TEXT PASSAGE →
····················
The reserve is a narrow strip of land which lies between the River Frome and the Stroud by-pass. The by-pass is on the south side of the town. Stroud is below the escarpment of the Cotswold Hills and is surrounded by the Cotswold Area of Outstanding Natural Beauty. Access is from the A419 road, Dr Newtons Way, Stroud, between the Wallbridge and Waitrose roundabouts.

This is riverside woodland and a large part of it has grown up over an old rubbish tip. Thus land has been reclaimed with any dangerous material being removed first. There are public footpaths at both ends of this ribbon-like site which link with a permissive footpath. Rodborough Fields are on the opposite side of the river and footpaths link up for extended walks.

==Flora==
The woodland is mostly made up of ash and sycamore. Also present are hazel, field maple, hawthorn, holly, guelder-rose, pedunculate oak, goat willow and beech. alder and crack willow grow along the river edge together with bushes of various species including cherry laurel.

There is a good range of flowers established. These include sanicle, common dog-violet, ramsons and ferns such as hart's tongue. The more open areas support plants such as common valerian, great willowherb, meadowsweet and Pendulous sedge. The river edges and wetter places support marsh-marigold, water mint, purple-loosestrife and yellow iris. water-crowfoot is seen in the river.
····················
SUPPLIED MATERIAL →

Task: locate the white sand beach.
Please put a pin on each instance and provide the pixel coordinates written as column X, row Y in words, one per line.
····················
WHAT YOU HAVE TO DO → According to the text about the riverside reserve, which two kinds of tree make up most of the woodland?

PROBLEM SOLUTION → Ash and sycamore.